**Task details**. Would you please write out the records below exactly as they appear?

**Records**.
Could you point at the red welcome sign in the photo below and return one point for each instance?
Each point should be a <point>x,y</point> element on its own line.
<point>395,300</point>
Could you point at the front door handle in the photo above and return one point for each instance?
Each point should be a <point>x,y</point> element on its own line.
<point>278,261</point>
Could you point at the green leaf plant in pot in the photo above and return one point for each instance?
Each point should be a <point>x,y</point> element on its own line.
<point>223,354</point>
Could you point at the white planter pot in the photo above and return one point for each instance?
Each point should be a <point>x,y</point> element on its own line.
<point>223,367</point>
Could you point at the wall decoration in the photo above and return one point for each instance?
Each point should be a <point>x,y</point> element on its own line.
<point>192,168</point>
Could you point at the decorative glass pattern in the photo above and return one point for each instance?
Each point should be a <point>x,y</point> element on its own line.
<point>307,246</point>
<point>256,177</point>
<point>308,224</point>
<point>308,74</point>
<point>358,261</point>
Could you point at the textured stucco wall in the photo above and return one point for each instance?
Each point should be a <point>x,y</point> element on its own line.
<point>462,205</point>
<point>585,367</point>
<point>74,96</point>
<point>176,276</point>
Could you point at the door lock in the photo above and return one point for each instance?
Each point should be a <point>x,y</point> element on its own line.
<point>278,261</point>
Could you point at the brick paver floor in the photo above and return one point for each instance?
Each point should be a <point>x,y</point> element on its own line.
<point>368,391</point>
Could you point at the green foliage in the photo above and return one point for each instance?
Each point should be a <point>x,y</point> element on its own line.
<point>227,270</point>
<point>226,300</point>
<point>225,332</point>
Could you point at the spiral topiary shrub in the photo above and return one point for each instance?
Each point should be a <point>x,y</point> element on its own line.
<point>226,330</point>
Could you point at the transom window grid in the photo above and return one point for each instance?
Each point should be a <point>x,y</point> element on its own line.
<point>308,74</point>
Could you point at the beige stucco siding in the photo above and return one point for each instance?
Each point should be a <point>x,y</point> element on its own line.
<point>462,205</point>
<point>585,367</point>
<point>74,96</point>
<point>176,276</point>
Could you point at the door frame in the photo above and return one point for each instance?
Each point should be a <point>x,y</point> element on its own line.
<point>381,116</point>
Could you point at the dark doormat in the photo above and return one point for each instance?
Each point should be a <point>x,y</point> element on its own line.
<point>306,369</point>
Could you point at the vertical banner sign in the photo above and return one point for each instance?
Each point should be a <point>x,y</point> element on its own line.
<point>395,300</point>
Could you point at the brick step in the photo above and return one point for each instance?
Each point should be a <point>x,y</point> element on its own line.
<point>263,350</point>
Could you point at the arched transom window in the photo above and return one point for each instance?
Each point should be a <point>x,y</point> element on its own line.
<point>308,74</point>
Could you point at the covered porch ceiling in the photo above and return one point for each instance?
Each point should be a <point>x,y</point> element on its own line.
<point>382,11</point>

**Result of this exercise**.
Could you point at the red welcome sign in the photo below and return one point for each instance?
Each point should be a <point>x,y</point> element on its own line.
<point>395,300</point>
Could you point at the front door handle in the photo above and return one point for each instance?
Each point should be a <point>x,y</point> element on its own line.
<point>278,261</point>
Could you point at the green leaf plant in pot in the photo above and return one point for each instance?
Each point should be a <point>x,y</point> element on its own line.
<point>223,354</point>
Could you point at the white planter pot in the photo above and return one point for each instance?
Each point should be a <point>x,y</point> element on its own line.
<point>223,367</point>
Could you point at the wall decoration in the photo above and return one point for each instance?
Each point should be a <point>x,y</point> element on its own line.
<point>192,168</point>
Could you point at the decorative glass pattern in the photo above and return one point for each instance?
Each point should be a <point>x,y</point> element on its own line.
<point>307,246</point>
<point>256,177</point>
<point>308,224</point>
<point>308,74</point>
<point>358,261</point>
Could you point at the textured stucco wall in the photo above and return one point for each instance?
Each point should be a <point>x,y</point> element on its own line.
<point>462,205</point>
<point>585,367</point>
<point>74,96</point>
<point>176,276</point>
Could you point at the door lock in the photo above and return one point for each instance?
Each point should be a <point>x,y</point> element on its own line.
<point>278,261</point>
Could you point at the brick paver floor in the photo above and return one point for each instance?
Each point should be a <point>x,y</point> element on its own line.
<point>368,391</point>
Could you point at the green foliage in the photo above and return one point for each instance?
Each point should be a <point>x,y</point> element on its own line.
<point>227,270</point>
<point>226,300</point>
<point>225,332</point>
Could you point at the spiral topiary shrub in the photo above and return one point for each instance?
Each point should be a <point>x,y</point> element on its own line.
<point>226,330</point>
Could you point at the transom window grid in the photo above and return one point for each instance?
Each point should be a <point>x,y</point> element on its own line.
<point>308,74</point>
Could you point at the beige stucco siding in the photo above and return one point for each instance?
Each point should be a <point>x,y</point> element on its own line.
<point>462,205</point>
<point>585,367</point>
<point>74,96</point>
<point>176,276</point>
Could you point at the door frame in the photo above and return one point for each instance?
Each point should be a <point>x,y</point> element on its own line.
<point>381,116</point>
Could you point at the dark doormat in the photo above and return one point for each instance?
Each point should be a <point>x,y</point> element on its own line.
<point>306,369</point>
Could you point at the vertical banner sign in the photo above and return one point for each instance?
Each point should be a <point>x,y</point> element on its own line.
<point>395,300</point>
Could you point at the brick step in the photo above and return one point for each instance?
Each point should be a <point>x,y</point> element on its own line.
<point>263,350</point>
Could you point at the arched transom window in the photo above and return one point for each instance?
Each point should be a <point>x,y</point> element on its own line.
<point>308,74</point>
Could you point at the covered porch ceiling in the photo above and return one point for each instance?
Each point should be a <point>x,y</point> element on its own line.
<point>382,11</point>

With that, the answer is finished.